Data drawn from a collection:
——

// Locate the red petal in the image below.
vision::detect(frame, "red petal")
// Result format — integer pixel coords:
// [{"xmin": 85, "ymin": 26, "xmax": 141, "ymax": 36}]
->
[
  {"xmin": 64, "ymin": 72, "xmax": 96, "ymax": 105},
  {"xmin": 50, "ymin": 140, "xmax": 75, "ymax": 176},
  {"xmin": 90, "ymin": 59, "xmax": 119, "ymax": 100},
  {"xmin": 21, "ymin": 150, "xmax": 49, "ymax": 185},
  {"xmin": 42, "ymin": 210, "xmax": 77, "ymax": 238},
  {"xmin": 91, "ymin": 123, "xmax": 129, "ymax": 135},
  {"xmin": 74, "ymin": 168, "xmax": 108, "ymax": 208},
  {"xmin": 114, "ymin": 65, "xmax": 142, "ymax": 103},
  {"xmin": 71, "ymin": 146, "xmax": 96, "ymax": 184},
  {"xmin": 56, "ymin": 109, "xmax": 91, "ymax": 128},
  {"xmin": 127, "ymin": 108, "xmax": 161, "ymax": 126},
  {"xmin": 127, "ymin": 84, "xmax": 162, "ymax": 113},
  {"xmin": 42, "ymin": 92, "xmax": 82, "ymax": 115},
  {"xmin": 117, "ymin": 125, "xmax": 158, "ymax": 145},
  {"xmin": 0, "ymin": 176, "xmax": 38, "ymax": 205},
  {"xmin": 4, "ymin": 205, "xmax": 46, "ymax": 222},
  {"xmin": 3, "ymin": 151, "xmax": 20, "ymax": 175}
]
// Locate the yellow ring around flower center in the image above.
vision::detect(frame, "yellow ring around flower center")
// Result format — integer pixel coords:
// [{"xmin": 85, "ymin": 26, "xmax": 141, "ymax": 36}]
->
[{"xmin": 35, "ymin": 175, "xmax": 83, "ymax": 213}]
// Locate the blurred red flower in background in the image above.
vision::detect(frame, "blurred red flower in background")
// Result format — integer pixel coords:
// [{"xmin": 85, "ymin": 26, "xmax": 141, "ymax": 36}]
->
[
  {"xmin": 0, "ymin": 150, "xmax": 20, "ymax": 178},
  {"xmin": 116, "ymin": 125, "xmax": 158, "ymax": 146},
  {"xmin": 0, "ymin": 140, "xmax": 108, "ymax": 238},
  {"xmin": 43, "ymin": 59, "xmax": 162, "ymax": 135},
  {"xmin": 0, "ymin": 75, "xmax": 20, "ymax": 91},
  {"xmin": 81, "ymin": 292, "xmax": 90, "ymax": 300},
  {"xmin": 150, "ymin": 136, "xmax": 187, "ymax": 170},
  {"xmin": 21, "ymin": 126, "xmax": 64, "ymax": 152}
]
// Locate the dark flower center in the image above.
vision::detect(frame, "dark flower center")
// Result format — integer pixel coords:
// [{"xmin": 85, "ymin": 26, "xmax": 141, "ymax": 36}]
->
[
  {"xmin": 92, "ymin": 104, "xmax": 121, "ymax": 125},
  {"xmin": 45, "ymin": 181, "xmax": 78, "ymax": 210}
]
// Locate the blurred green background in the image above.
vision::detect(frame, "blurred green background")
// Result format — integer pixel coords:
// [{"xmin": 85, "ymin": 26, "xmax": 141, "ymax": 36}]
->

——

* EXERCISE GOAL: Render the lines of the material above as a JSON list of strings, one string per line with blank lines omitted, beginning at the line containing "in background in the image above." and running through the end of the material.

* SOLUTION FOR THIS EXERCISE:
[
  "// Locate the blurred red flower in background in the image above.",
  "vision::detect(frame, \"blurred red flower in background\")",
  "// Result format — integer pixel coords:",
  "// [{\"xmin\": 85, \"ymin\": 26, \"xmax\": 141, \"ymax\": 36}]",
  "->",
  "[",
  "  {\"xmin\": 0, \"ymin\": 150, \"xmax\": 20, \"ymax\": 178},",
  "  {\"xmin\": 116, \"ymin\": 125, \"xmax\": 158, \"ymax\": 146},",
  "  {\"xmin\": 0, \"ymin\": 140, \"xmax\": 108, \"ymax\": 238},",
  "  {\"xmin\": 43, \"ymin\": 59, \"xmax\": 162, \"ymax\": 135},",
  "  {\"xmin\": 0, \"ymin\": 75, \"xmax\": 20, \"ymax\": 91},",
  "  {\"xmin\": 81, \"ymin\": 292, \"xmax\": 90, \"ymax\": 300},",
  "  {\"xmin\": 150, \"ymin\": 136, \"xmax\": 187, \"ymax\": 170},",
  "  {\"xmin\": 21, \"ymin\": 126, \"xmax\": 64, \"ymax\": 152}",
  "]",
  "// Locate the dark flower center in the image above.",
  "vision::detect(frame, \"dark flower center\")",
  "// Result format — integer pixel coords:",
  "// [{\"xmin\": 85, \"ymin\": 26, \"xmax\": 141, \"ymax\": 36}]",
  "->",
  "[",
  "  {\"xmin\": 92, \"ymin\": 104, \"xmax\": 121, \"ymax\": 125},",
  "  {\"xmin\": 45, \"ymin\": 181, \"xmax\": 78, \"ymax\": 210}",
  "]",
  "// Locate the blurred green background in the image above.",
  "vision::detect(frame, \"blurred green background\")",
  "// Result format — integer pixel coords:",
  "// [{\"xmin\": 85, \"ymin\": 26, \"xmax\": 141, \"ymax\": 36}]",
  "->"
]